**YOUR ASSIGNMENT**
Could you copy out all the lines in the material below where the word "flower" occurs?
================================
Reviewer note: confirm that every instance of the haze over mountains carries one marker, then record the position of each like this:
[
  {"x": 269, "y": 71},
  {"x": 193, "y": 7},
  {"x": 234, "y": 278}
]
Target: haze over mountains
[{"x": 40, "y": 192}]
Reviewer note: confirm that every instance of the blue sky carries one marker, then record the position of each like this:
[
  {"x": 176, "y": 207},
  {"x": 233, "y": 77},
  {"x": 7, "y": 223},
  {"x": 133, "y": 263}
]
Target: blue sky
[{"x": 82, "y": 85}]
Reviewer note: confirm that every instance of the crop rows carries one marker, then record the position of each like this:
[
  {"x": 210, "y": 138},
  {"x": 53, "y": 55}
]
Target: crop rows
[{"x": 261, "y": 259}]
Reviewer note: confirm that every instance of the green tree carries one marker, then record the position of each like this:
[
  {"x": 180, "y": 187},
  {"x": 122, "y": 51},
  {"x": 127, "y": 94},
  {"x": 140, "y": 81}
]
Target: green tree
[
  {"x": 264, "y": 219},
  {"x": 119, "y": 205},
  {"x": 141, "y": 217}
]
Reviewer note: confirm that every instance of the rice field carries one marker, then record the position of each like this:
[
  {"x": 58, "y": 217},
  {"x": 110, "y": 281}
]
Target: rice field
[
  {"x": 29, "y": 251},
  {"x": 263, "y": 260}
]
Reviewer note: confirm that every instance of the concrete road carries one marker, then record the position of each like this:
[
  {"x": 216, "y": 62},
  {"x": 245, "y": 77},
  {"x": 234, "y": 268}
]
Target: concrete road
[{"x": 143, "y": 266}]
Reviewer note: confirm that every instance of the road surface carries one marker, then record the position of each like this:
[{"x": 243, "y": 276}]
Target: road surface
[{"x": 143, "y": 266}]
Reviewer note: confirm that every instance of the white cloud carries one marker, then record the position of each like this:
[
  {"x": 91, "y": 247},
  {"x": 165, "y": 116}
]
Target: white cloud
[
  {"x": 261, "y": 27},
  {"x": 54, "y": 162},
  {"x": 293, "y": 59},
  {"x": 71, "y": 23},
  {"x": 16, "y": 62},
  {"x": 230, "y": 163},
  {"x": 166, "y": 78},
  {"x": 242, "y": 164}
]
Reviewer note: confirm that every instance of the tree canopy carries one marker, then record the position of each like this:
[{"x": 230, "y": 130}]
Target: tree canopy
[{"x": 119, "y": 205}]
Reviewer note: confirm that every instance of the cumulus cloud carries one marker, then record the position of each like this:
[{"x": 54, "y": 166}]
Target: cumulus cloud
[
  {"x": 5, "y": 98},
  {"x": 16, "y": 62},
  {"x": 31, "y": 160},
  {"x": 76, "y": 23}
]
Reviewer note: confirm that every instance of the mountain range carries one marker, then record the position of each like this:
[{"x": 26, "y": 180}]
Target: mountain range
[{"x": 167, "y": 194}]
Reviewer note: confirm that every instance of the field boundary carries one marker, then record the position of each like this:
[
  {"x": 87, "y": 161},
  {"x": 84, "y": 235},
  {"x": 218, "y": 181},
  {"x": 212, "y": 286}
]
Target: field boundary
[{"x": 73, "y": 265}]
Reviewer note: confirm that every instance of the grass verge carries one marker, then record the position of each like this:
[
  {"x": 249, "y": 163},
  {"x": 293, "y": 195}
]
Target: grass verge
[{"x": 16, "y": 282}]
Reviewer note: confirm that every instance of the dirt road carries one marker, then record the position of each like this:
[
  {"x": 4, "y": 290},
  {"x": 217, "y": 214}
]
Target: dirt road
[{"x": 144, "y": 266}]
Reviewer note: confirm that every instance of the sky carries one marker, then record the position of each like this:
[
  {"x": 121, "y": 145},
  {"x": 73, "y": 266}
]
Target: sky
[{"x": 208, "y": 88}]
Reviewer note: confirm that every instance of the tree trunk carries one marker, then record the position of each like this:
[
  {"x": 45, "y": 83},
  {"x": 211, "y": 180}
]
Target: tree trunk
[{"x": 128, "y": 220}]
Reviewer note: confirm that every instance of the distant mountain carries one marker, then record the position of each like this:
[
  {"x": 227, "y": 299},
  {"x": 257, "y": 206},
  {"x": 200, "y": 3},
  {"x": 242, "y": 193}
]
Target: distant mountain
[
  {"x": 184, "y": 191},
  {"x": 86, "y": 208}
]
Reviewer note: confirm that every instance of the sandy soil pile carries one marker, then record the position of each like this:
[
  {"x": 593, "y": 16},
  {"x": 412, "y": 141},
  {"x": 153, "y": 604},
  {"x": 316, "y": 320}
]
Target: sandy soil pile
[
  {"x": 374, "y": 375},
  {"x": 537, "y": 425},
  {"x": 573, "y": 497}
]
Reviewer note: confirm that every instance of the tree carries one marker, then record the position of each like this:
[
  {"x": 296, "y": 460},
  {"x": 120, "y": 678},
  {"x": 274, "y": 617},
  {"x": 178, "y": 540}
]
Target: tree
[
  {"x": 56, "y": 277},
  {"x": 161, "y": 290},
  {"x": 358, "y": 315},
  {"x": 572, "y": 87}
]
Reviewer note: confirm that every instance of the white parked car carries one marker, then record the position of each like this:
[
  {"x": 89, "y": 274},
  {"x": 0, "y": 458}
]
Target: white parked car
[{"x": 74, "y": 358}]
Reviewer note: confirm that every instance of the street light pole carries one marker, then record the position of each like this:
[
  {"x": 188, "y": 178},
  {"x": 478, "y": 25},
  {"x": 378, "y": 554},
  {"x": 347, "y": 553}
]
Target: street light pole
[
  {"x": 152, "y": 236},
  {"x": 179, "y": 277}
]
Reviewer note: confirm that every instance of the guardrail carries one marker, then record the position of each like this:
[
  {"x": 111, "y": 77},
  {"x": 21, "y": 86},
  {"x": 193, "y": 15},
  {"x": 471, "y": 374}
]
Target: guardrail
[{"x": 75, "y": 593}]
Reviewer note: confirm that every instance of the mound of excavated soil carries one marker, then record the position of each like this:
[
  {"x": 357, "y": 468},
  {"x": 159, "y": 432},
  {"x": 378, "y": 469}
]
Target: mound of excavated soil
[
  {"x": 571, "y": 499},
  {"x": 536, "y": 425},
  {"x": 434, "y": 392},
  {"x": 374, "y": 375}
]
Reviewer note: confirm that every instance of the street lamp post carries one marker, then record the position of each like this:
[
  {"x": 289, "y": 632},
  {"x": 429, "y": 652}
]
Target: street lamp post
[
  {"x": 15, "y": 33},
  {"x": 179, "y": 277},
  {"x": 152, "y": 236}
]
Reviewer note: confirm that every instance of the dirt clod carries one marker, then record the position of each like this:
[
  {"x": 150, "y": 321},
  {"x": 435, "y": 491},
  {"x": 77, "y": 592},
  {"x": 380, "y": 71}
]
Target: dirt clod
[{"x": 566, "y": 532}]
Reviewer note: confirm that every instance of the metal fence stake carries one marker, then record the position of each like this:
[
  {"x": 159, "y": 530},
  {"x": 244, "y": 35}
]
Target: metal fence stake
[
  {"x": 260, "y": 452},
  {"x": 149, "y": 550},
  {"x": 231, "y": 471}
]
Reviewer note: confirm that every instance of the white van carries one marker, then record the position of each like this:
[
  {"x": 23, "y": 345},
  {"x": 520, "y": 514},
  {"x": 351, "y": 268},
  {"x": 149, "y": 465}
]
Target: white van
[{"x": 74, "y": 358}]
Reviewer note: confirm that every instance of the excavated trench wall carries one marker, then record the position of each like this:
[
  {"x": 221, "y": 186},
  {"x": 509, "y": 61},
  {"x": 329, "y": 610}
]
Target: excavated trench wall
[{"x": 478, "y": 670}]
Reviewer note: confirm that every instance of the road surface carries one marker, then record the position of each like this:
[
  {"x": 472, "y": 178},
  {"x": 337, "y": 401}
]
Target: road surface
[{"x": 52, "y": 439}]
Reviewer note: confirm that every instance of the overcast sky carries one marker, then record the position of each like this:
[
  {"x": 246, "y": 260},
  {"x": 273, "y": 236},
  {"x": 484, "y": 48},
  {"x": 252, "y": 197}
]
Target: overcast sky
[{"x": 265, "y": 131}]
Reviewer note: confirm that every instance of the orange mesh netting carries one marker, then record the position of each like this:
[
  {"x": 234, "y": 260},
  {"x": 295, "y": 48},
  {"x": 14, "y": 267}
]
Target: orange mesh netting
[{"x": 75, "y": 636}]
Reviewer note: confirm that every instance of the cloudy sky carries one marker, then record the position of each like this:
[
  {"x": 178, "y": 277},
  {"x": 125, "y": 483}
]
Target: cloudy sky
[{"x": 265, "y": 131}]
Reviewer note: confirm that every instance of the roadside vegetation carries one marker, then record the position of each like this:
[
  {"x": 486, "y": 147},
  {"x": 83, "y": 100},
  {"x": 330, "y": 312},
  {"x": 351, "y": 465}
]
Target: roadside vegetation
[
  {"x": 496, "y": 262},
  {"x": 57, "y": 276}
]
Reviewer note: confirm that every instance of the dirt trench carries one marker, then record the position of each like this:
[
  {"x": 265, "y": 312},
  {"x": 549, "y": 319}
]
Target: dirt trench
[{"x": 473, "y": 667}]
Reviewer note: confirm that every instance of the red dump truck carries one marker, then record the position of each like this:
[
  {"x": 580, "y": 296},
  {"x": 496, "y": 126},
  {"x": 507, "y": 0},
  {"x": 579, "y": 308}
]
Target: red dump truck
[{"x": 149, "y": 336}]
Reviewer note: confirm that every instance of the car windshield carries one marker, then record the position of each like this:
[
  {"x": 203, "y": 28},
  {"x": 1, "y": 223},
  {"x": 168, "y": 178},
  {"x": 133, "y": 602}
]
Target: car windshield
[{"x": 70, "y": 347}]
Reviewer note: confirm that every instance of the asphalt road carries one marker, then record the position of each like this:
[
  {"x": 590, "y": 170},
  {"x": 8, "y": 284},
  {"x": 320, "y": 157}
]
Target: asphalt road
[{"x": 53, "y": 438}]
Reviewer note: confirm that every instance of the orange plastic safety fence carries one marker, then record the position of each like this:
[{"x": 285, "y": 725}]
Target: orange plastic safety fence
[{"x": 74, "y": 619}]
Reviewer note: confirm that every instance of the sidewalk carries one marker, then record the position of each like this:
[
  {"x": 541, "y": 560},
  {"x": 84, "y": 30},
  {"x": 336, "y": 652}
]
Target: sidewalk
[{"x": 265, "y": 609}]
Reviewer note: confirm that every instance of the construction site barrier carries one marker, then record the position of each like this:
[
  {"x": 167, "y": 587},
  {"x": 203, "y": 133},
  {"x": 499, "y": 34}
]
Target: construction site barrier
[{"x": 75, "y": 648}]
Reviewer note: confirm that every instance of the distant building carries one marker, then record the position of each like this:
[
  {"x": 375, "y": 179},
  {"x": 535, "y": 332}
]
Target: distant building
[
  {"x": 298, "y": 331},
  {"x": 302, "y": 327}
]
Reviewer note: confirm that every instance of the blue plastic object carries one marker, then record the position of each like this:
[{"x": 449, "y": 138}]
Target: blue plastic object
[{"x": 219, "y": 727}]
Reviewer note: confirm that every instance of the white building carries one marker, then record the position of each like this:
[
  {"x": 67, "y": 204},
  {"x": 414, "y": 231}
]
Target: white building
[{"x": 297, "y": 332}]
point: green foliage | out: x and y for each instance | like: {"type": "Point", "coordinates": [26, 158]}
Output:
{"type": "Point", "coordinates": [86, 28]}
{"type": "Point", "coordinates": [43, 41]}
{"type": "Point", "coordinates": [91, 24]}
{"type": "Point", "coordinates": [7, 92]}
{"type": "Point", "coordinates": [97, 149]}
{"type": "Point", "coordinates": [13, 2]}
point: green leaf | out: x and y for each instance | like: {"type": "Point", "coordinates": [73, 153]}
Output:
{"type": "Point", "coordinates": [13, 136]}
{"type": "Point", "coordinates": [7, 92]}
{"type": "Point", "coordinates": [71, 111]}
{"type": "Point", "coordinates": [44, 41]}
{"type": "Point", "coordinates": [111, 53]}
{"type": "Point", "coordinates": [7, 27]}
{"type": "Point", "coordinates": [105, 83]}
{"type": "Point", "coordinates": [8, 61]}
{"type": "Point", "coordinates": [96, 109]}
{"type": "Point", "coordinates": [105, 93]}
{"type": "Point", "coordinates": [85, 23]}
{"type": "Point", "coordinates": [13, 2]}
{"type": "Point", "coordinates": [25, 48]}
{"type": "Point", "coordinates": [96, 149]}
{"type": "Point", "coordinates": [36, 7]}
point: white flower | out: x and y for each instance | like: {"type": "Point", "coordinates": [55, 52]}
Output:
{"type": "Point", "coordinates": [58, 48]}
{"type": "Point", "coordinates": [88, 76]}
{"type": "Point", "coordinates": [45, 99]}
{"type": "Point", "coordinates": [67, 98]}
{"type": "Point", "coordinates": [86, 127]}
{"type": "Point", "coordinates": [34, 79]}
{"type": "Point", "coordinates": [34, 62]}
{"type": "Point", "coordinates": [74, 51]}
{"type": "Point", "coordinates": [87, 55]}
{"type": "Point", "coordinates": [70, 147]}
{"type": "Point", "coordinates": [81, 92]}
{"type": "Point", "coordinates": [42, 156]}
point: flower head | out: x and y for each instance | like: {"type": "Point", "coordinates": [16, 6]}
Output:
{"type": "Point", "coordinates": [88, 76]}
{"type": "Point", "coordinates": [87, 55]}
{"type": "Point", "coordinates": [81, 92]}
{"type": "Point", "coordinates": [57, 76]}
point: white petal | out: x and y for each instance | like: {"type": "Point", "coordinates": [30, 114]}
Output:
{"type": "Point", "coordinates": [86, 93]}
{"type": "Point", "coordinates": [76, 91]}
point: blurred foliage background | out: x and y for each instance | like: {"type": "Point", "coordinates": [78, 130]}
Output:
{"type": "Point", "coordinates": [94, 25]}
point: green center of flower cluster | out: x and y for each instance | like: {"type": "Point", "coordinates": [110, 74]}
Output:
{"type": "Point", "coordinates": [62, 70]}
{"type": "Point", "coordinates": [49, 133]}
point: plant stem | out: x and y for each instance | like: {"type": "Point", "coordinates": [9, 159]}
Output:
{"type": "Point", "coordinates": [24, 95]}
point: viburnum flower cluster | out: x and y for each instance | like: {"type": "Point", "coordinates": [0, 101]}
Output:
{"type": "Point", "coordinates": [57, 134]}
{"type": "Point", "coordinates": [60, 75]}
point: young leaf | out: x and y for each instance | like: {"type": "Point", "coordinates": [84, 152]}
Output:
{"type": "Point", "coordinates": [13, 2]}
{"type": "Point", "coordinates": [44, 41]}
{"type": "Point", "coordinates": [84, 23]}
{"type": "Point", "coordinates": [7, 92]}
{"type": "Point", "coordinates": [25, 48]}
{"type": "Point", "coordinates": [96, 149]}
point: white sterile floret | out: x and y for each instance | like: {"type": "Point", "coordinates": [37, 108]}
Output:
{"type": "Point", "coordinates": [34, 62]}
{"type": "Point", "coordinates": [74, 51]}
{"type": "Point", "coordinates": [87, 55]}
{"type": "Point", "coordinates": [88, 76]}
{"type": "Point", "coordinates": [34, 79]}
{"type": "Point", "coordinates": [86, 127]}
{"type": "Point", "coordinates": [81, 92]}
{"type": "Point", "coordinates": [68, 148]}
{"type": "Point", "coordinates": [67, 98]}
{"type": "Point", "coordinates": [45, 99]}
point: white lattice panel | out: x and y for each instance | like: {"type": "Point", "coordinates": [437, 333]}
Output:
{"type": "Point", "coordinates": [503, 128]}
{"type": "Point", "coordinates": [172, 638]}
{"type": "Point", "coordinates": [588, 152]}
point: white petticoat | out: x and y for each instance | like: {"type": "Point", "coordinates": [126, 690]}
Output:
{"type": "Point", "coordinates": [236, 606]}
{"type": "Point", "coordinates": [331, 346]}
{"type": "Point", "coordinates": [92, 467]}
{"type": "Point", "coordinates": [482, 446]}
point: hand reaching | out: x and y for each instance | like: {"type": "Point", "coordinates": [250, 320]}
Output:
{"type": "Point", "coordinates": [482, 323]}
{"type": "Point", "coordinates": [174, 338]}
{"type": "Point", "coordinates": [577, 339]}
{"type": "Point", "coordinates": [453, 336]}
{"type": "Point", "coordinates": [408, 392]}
================================
**RESULT**
point: white flower | out: x and y for each instance | like: {"type": "Point", "coordinates": [55, 52]}
point: flower head | out: x and y for each instance | like: {"type": "Point", "coordinates": [16, 6]}
point: green center of flower cluster | out: x and y for each instance | like: {"type": "Point", "coordinates": [110, 74]}
point: viburnum flower cluster | out: x and y for each instance | like: {"type": "Point", "coordinates": [0, 101]}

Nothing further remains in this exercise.